DENVER -- The Chief Medical Officer at Porter Adventist Hospital and the Senior Vice President at Centura Health went before cameras Thursday to explain a problem with the first step of a surgery equipment sterilization process that may have put 5,800 patients at risk of infection.

"Some of the reason we paused on having this dialogue is because we didn't have all the answers," said Sr. V.P. Morre Dean. "It was important for us to get those."

Dean said the Joint Commission, a body that helps the federal government look at quality in hospitals, wanted the pre-cleaning of surgical instruments to be "more robust."

7-Step Cleaning Process

Dr. Patty Howell, Porter's Chief Medical Officer, said they employ a seven-step process.

The first step is in the operating room, where staff wipe debris off the surgical equipment following surgery. The equipment is then sent to the Sterile Processing Department, where it is scrubbed by hand with special brushes and is then put into a mechanical washer that works with sprays and heat.

"It is then visually inspected," Howell said, "to see if there is any evidence of bio-burden remaining."

Then it is transferred onto trays and wrapped in blue sterile wrapping and placed into a sterilization chamber.

Howell said the viruses patients are most concerned about -- HIV, Hep B and Hep C -- are inactivated at temperatures between 56 and 101 degrees Celsius after 90 seconds.  She said the hospital's machines operate at 134 degrees Celsius and cycle for 4 minutes.

"So obviously higher than needed," she said, "with the intent of having a window of safety."

▶ _Record extracts_

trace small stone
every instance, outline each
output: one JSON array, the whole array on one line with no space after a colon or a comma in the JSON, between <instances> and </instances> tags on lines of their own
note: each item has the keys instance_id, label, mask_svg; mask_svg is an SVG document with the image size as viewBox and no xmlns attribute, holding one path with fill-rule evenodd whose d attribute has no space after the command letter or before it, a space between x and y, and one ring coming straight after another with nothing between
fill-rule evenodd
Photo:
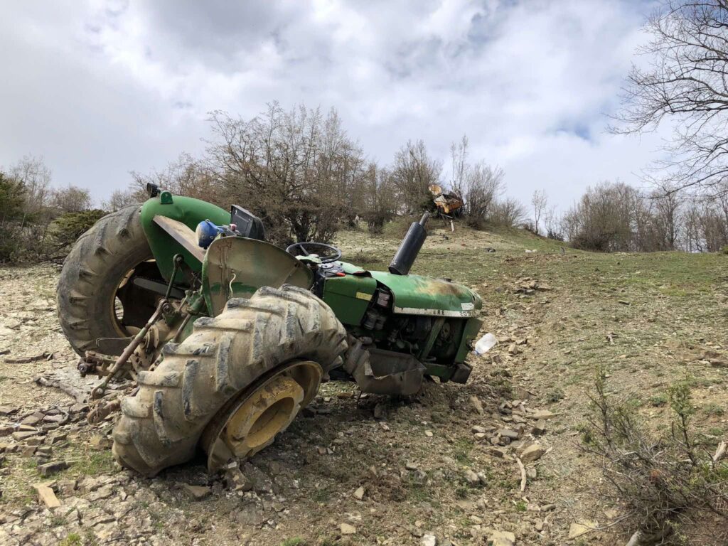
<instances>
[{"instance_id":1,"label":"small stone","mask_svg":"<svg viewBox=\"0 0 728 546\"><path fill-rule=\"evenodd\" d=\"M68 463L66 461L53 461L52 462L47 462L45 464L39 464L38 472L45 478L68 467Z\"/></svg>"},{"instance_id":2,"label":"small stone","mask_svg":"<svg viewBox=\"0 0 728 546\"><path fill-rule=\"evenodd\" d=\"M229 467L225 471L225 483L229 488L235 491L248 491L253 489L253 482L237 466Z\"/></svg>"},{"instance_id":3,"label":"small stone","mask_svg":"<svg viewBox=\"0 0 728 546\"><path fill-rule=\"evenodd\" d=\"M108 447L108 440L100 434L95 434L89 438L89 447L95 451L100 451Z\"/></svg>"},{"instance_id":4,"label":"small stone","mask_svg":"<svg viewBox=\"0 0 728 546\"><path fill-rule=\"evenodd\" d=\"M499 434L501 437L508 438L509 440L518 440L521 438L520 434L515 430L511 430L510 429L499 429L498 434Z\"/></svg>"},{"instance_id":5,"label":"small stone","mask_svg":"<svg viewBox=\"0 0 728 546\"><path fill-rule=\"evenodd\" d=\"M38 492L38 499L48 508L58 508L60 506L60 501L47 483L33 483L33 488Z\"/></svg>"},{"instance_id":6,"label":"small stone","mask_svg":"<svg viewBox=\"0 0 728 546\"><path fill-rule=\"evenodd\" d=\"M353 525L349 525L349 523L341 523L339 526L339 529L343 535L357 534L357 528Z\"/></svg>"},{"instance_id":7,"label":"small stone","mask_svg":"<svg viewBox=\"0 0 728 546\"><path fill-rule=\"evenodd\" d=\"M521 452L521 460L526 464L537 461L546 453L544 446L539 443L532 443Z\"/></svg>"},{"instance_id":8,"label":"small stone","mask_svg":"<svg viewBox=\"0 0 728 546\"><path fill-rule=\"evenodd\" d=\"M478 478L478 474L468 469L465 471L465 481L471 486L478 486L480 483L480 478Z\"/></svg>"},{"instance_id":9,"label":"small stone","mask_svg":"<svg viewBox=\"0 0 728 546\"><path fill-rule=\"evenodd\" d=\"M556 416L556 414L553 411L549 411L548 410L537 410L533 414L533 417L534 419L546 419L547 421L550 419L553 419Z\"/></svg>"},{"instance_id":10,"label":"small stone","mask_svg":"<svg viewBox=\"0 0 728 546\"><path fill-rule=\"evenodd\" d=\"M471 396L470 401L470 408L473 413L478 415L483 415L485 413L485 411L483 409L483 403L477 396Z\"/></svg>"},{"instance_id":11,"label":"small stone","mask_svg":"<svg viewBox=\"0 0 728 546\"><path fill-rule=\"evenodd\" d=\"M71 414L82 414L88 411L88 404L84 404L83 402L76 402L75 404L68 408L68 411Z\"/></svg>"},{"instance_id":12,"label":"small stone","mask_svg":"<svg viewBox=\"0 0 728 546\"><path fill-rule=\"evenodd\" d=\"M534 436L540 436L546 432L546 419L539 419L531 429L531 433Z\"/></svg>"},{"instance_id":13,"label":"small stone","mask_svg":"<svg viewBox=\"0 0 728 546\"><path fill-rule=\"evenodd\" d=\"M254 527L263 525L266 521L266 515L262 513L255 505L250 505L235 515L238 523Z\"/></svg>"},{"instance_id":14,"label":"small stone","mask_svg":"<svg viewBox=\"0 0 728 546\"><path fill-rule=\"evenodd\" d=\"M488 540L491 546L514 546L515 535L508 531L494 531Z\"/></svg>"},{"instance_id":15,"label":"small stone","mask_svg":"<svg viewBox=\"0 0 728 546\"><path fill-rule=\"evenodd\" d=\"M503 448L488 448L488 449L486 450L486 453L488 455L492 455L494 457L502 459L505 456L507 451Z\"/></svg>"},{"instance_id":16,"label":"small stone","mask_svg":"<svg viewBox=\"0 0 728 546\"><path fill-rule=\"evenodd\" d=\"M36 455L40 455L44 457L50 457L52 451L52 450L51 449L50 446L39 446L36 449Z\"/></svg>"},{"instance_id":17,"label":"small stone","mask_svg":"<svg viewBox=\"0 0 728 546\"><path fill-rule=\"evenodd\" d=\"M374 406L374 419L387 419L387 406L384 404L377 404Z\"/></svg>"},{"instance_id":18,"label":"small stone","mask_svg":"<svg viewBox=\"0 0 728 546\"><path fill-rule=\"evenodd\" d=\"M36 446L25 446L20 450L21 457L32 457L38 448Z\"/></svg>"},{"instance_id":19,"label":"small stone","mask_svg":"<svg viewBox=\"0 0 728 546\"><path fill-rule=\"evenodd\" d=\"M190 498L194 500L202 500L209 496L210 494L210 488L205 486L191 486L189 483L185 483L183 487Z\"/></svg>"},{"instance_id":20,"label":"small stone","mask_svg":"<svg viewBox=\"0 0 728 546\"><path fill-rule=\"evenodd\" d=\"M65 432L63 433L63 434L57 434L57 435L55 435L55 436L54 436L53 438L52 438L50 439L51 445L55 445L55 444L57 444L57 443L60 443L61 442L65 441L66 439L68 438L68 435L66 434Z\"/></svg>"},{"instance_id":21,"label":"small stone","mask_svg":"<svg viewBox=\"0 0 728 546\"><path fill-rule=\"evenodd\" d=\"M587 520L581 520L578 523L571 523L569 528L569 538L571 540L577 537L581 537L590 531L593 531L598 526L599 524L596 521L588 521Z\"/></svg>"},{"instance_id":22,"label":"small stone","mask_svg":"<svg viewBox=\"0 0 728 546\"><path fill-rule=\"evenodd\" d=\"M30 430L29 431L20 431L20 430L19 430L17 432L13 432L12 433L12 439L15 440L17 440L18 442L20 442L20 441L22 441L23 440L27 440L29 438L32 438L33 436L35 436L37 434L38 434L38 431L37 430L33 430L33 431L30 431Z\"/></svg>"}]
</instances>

* * *

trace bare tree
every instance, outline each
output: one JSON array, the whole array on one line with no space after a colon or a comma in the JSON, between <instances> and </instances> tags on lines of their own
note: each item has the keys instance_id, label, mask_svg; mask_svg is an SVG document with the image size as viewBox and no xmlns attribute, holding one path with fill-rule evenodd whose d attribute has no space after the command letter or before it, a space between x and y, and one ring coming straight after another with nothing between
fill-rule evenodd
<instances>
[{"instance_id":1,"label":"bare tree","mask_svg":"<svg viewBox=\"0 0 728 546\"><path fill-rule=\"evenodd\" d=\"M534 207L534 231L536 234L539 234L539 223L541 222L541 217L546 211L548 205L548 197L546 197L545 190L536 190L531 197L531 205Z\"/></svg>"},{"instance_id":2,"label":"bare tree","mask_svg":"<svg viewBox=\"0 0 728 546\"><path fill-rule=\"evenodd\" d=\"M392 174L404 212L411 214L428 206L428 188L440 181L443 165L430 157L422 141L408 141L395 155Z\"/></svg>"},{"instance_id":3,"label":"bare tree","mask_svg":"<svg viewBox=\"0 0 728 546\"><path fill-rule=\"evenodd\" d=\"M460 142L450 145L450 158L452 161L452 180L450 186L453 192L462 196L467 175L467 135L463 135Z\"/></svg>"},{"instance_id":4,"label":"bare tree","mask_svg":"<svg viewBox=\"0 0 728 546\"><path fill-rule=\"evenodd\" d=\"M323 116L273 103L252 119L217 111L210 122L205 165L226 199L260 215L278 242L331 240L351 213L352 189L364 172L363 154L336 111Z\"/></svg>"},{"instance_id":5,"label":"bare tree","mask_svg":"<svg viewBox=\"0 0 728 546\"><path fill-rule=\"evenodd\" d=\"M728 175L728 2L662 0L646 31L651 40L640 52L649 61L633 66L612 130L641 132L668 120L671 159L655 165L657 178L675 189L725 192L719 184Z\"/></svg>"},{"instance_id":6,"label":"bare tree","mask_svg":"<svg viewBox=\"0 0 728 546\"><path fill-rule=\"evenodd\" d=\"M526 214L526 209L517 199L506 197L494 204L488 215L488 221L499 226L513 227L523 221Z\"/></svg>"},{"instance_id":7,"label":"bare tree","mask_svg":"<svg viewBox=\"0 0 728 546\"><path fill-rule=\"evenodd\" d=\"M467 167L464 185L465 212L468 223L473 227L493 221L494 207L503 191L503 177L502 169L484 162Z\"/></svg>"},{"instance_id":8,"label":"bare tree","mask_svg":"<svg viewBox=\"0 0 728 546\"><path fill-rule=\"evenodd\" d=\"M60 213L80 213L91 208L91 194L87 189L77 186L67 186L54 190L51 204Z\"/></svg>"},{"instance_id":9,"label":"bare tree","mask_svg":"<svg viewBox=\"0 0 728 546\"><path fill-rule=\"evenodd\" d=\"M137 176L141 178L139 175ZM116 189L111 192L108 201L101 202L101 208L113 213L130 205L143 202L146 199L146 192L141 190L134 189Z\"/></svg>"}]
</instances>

▶ _Assignment 1_
Answer these from the sterilization article:
(a) How many patients may have been put at risk of infection?
(b) Who is Porter's Chief Medical Officer?
(c) At what temperature do the hospital's machines operate, and for how long do they cycle?
▶ _Assignment 2_
Return, word for word, the part of the sterilization article that opens with the words "Dr. Patty Howell, Porter's" and closes with "a sterilization chamber.".
The data has no connection to the sterilization article.

▶ _Answer box 1_
(a) 5,800
(b) Dr. Patty Howell
(c) 134 degrees Celsius, for 4 minutes

▶ _Answer box 2_
Dr. Patty Howell, Porter's Chief Medical Officer, said they employ a seven-step process.

The first step is in the operating room, where staff wipe debris off the surgical equipment following surgery. The equipment is then sent to the Sterile Processing Department, where it is scrubbed by hand with special brushes and is then put into a mechanical washer that works with sprays and heat.

"It is then visually inspected," Howell said, "to see if there is any evidence of bio-burden remaining."

Then it is transferred onto trays and wrapped in blue sterile wrapping and placed into a sterilization chamber.